> _Work instruction_
Only the line with "Please put a marker on the fire truck" and the lines after it, to the end of the data, should appear in the answer, each reproduced exactly.

Records from a collection
• • • • •
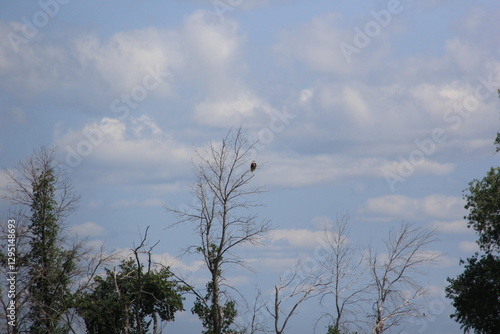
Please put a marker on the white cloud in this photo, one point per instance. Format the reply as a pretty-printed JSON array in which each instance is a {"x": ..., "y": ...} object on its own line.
[
  {"x": 127, "y": 57},
  {"x": 175, "y": 263},
  {"x": 296, "y": 238},
  {"x": 469, "y": 247},
  {"x": 136, "y": 148},
  {"x": 229, "y": 112},
  {"x": 404, "y": 207},
  {"x": 88, "y": 229},
  {"x": 130, "y": 203},
  {"x": 457, "y": 226}
]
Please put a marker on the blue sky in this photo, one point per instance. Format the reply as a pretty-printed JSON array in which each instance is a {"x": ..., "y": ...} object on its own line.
[{"x": 383, "y": 109}]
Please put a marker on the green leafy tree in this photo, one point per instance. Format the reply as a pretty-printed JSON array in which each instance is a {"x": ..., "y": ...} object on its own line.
[
  {"x": 475, "y": 293},
  {"x": 50, "y": 265},
  {"x": 112, "y": 306},
  {"x": 483, "y": 203},
  {"x": 49, "y": 262}
]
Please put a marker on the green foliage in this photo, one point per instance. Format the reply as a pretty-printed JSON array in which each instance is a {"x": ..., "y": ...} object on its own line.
[
  {"x": 112, "y": 305},
  {"x": 475, "y": 294},
  {"x": 205, "y": 309},
  {"x": 334, "y": 330},
  {"x": 483, "y": 204},
  {"x": 50, "y": 265}
]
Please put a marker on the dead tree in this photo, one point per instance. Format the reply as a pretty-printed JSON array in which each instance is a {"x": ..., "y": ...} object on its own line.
[
  {"x": 394, "y": 276},
  {"x": 224, "y": 195},
  {"x": 343, "y": 264}
]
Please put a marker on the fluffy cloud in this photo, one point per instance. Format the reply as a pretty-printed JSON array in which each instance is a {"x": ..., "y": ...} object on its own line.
[
  {"x": 231, "y": 112},
  {"x": 136, "y": 148},
  {"x": 457, "y": 226},
  {"x": 404, "y": 207},
  {"x": 88, "y": 229}
]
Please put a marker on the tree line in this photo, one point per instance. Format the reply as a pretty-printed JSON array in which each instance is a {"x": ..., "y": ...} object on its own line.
[{"x": 64, "y": 286}]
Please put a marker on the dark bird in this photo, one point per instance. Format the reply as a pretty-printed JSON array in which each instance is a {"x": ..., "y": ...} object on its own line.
[{"x": 253, "y": 166}]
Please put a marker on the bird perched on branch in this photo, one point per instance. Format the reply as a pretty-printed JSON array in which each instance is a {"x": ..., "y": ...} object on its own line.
[{"x": 253, "y": 166}]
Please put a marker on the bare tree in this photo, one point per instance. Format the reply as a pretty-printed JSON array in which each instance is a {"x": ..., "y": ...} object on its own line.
[
  {"x": 223, "y": 194},
  {"x": 343, "y": 263},
  {"x": 394, "y": 276},
  {"x": 302, "y": 284},
  {"x": 253, "y": 318}
]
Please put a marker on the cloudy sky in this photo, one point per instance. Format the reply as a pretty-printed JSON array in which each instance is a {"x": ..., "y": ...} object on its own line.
[{"x": 382, "y": 109}]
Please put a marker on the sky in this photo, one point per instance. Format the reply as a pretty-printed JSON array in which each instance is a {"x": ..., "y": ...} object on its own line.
[{"x": 384, "y": 110}]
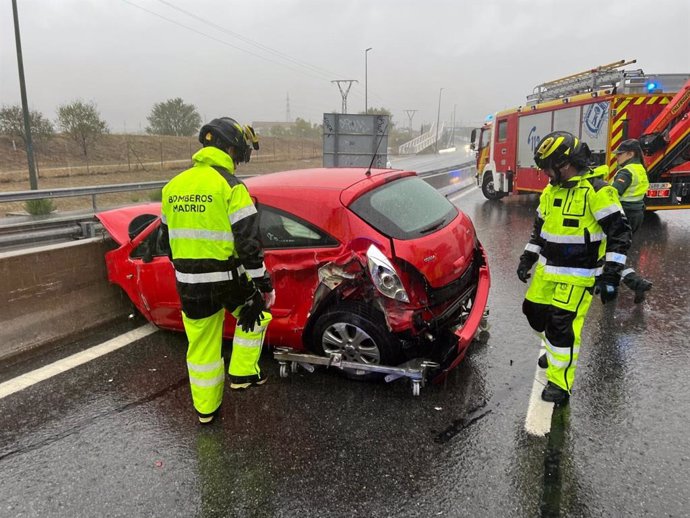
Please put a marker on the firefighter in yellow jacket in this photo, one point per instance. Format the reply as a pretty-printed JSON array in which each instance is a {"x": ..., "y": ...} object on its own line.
[
  {"x": 211, "y": 225},
  {"x": 579, "y": 242}
]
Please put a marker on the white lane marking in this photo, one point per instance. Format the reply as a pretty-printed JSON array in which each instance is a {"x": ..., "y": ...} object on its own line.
[
  {"x": 539, "y": 412},
  {"x": 44, "y": 373},
  {"x": 461, "y": 194}
]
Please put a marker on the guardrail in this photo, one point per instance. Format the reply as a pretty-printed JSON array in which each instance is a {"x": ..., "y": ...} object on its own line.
[{"x": 21, "y": 231}]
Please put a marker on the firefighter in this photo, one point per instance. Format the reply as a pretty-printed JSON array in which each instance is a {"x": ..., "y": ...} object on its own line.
[
  {"x": 631, "y": 183},
  {"x": 579, "y": 242},
  {"x": 211, "y": 226}
]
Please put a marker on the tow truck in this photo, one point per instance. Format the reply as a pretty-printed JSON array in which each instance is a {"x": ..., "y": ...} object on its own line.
[{"x": 602, "y": 106}]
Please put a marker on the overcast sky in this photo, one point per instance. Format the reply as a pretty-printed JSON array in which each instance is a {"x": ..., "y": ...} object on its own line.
[{"x": 243, "y": 59}]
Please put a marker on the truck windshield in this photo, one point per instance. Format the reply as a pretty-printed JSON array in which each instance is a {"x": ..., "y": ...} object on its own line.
[{"x": 484, "y": 138}]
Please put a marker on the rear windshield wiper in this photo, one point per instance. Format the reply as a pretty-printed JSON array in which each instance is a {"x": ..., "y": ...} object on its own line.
[{"x": 433, "y": 226}]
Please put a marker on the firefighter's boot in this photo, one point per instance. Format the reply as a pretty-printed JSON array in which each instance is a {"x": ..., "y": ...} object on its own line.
[
  {"x": 638, "y": 284},
  {"x": 555, "y": 394}
]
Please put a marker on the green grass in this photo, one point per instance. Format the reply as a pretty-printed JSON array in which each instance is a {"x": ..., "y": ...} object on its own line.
[{"x": 39, "y": 207}]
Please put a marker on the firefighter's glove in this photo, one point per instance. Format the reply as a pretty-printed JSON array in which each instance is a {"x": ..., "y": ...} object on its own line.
[
  {"x": 270, "y": 298},
  {"x": 527, "y": 260},
  {"x": 606, "y": 286},
  {"x": 250, "y": 314},
  {"x": 263, "y": 284}
]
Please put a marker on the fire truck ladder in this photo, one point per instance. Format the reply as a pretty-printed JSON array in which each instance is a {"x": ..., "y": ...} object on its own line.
[{"x": 604, "y": 76}]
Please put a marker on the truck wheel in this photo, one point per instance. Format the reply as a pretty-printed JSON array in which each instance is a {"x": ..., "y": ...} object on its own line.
[
  {"x": 488, "y": 189},
  {"x": 359, "y": 333}
]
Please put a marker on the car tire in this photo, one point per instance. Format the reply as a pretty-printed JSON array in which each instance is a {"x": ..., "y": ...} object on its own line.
[
  {"x": 488, "y": 189},
  {"x": 360, "y": 334}
]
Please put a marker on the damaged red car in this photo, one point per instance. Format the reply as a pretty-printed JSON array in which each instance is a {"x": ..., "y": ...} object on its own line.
[{"x": 375, "y": 271}]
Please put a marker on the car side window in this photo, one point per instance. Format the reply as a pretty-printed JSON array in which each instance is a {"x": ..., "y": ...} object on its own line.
[
  {"x": 279, "y": 229},
  {"x": 152, "y": 245}
]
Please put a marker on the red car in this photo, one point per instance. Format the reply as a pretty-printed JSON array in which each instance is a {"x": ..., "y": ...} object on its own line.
[{"x": 371, "y": 269}]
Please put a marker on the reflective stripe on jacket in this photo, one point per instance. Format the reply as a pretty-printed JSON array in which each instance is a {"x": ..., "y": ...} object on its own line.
[
  {"x": 579, "y": 226},
  {"x": 633, "y": 177}
]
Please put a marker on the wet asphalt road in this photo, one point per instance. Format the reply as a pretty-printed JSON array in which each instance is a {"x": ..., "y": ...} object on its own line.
• • • • •
> _Answer box_
Please put a marker on the fire truck ladder in this photo, one point per instance. Format the reply as a pretty-printed JSON array in which each instance is a {"x": ..., "y": ...} object on its own line.
[{"x": 604, "y": 76}]
Please put a marker on the truck wheel in this photo, one point per instance. Format the reply as a pretty-printed JSON array in which each instance is a {"x": ..., "y": ...} object on its own line.
[
  {"x": 488, "y": 189},
  {"x": 359, "y": 333}
]
Please put a marker on the car tire in this photo, one point per instance. Format the reply as a pretty-printed JSON array in which each instance is a {"x": ..., "y": ...} object on its own line.
[
  {"x": 488, "y": 189},
  {"x": 360, "y": 334}
]
Please put a marker on the damaged red car in this photo, one point per instance. Format the reply as a pretty-printed JSON array in which each instance is a {"x": ..., "y": ...} object on its own line.
[{"x": 375, "y": 271}]
Please put a marker on the car side window in this photo, one point per instance. Format the reply as a pretty-printed JSON array in which each instance is a {"x": ..., "y": ...} object on its own line.
[
  {"x": 279, "y": 229},
  {"x": 152, "y": 245}
]
Please put a marker on the red car in this photo, one point per instance. Format the reply as a pretty-printed JSON array in which each instance is a {"x": ..., "y": ...} object on its own line.
[{"x": 371, "y": 269}]
Please put a marker on the reflective stripe on jacket in this photo, one point per instance. Format the reply as a pretty-printed JSON array in which each instance is a {"x": ..., "y": ...} object on its own line.
[
  {"x": 579, "y": 226},
  {"x": 633, "y": 177}
]
Please put a marker on the wet asphalt road in this photo, one point per instance. Format the reply as a pretty-printed JSON array in which each instance is a {"x": ..., "y": ...} object on its own line.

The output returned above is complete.